*Metinden bölüm*
━━━

9 / TEVBE - 100Ves sâbikûnel evvelûne minel
muhâcirîne vel ensâri vellezînettebeûhum bi ıhsânin radıyallâhu anhum
ve radû anhu ve eadde lehum cennâtin tecrî tahtehel enhâru hâlidîne
fîhâ ebedâ(ebeden), zâlikel fevzul azîm(azîmu).


O sabikûn-el evvelîn (evvelki hayırlarda yarışanlardan salâh makamında
iradesini Allah'a teslim ederek irşada memur ve mezun kılınanlar):
Onların bir kısmı muhacirînden (Mekke'den Medine'ye göç edenlerden) bir
kısmı ensardan (Medine'deki yardımcılardan) ve bir kısmı da onlara
(ensar ve muhacirîne) ihsanla tâbî olanlardandı. (Sahâbe irşad makamına
sahip oldukları için onlara tâbî olundu). Allah, onlardan razı ve onlar
da O'ndan (Allah'tan) razıdır. Onlara Allah, altlarından ırmaklar akan
cennetler hazırladı ve orada ebediyyen kalacaklardır. İşte bu, en büyük
(azîm) mükâfattır.

9 / TEVBE - 101Ve mimmen havlekum minel
a’râbi munâfikûn(munâfikûne), ve min ehlil medîneti meredû alen nifâkı
lâ ta’lemuhum, nahnu na’lemuhum, se nuazzibuhum merreteyni summe
yureddûne ilâ azâbin azîm(azîmin).


Ve sizin etrafınızda olan bedevî Araplar'dan, münafık olanlar ve şehir
halkından nifak üzerinde olmaya alışmış olanlar var. Onları, sen
bilmezsin. Onları, Biz biliriz. Onları, iki kere azaplandıracağız sonra
(onlar), azîm (büyük) azaba döndürülecekler.

━━━

*Verilen malzeme*
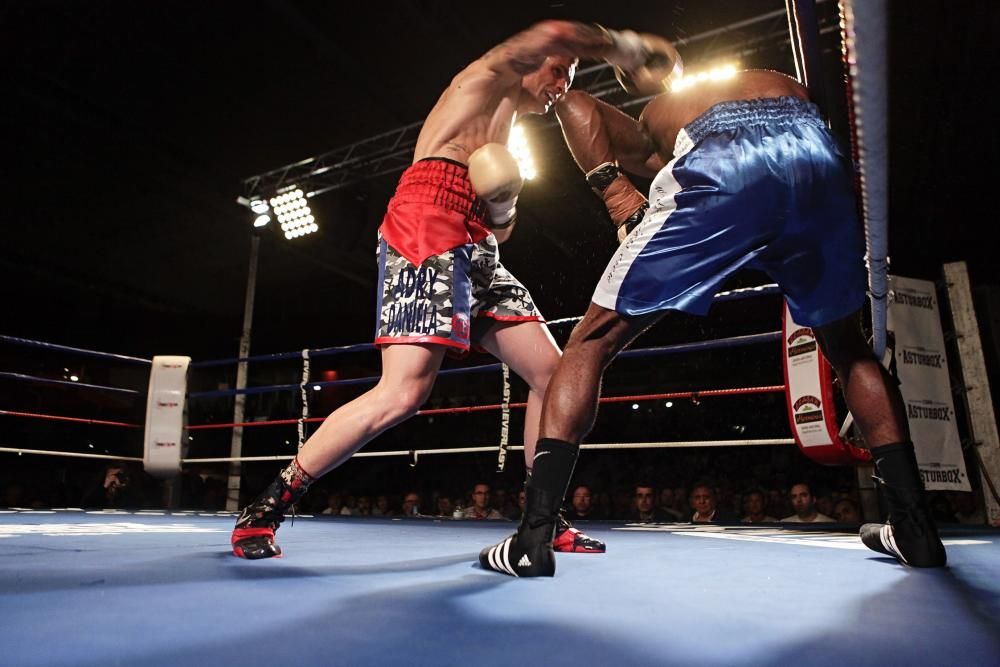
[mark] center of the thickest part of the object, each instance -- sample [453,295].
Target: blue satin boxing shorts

━━━

*Yazılı görevler*
1. Aşağıdaki ifadeler Tevbe suresi bölümüyle uyuşuyor mu? Her biri için evet ya da hayır deyin ve karar veren sözleri metinden aynen alıntılayın: (a) Muhacirîn, Mekke'den Medine'ye göç edenler olarak açıklanıyor. (b) Hitap edilen kişinin münafıkları bildiği söyleniyor. (c) Münafıkların bir kez azaplandırılacağı belirtiliyor.
2. Tevbe suresi bölümünün Türkçe açıklamasına göre sabikûn-el evvelîn hangi kesimlerden oluşur? Hepsini sıralayın.
3. Tevbe suresi bölümünü, son cümlesinden sonrasını yazarak sürdürün.

*Görev sonuçları*
1.
(a) Evet: "Mekke'den Medine'ye göç edenlerden"
(b) Hayır: "Onları, sen bilmezsin."
(c) Hayır: "Onları, iki kere azaplandıracağız"

2.
- Muhacirîn (Mekke'den Medine'ye göç edenler)
- Ensar (Medine'deki yardımcılar)
- Ensar ve muhacirîne ihsanla tâbî olanlar

3.
9 / TEVBE - 102Ve âharûna’terefû bi
zunûbihim haletû amelen sâlihan ve âhare seyyiâ(seyyien), asâllâhu en
yetûbe aleyhim, innallâhe gafûrun rahîm(rahîmun).


Ve diğerleri (savaştan geri kalanların bir kısmı), günahlarını itiraf
ettiler. Salih ameli, diğer kötü (amel)le karıştırdılar. Umulur ki;
Allah, onların tövbelerini kabul eder, muhakkak ki; Allah, Gafur'dur
(mağfiret edendir), Rahîm (rahmet nuru gönderen)'dir.

9 / TEVBE - 103 Huz min emvâlihim sadakaten
tutahhiruhum ve tuzekkîhim bihâ ve salli aleyhim, inne salâteke sekenun
lehum, vallâhu semîun alîm(alîmun).


Onların mallarından sadaka olarak al ve onunla, onları temizle ve
tezkiye et ve onlara dua et, muhakkak ki; senin duan onlar için bir
sekînedir (sukûnettir). Ve Allah; Sem'î (en iyi işiten)dir, Alîm (en
iyi bilen)dir.

9 / TEVBE - 104E lem ya’lemû ennallâhe huve yakbelut tevbete an ibâdihî ve ye’huzus sadakâti ve ennallâhe huvet tevvâbur rahîm(rahîmu).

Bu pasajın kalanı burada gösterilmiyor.